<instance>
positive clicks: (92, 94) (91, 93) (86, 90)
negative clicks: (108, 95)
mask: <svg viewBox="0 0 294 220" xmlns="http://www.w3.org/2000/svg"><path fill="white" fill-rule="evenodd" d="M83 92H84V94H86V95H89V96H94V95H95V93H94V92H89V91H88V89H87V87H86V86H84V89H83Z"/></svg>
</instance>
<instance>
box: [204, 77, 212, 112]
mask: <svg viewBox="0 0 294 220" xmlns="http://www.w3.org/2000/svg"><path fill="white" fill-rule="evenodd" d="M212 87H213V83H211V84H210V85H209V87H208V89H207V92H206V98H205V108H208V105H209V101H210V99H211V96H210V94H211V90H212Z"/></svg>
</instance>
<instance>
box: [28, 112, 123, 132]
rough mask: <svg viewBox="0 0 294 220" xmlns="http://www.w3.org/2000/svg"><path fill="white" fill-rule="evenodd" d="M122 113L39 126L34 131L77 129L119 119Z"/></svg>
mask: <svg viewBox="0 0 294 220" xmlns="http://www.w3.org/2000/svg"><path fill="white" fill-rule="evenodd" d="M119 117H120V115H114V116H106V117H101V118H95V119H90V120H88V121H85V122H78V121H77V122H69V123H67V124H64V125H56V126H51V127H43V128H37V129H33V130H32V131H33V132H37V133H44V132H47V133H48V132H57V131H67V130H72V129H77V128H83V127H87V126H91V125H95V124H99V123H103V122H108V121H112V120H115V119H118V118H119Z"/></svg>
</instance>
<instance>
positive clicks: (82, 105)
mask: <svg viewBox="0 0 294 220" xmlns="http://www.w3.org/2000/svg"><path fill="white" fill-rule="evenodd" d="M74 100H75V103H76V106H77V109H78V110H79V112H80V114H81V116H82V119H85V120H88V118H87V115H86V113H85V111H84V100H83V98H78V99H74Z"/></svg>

**TASK DESCRIPTION:** How many lines in the rows above contain the string "clicks"? Reply with the number alone.

**OUTPUT FOR THIS TASK:** 3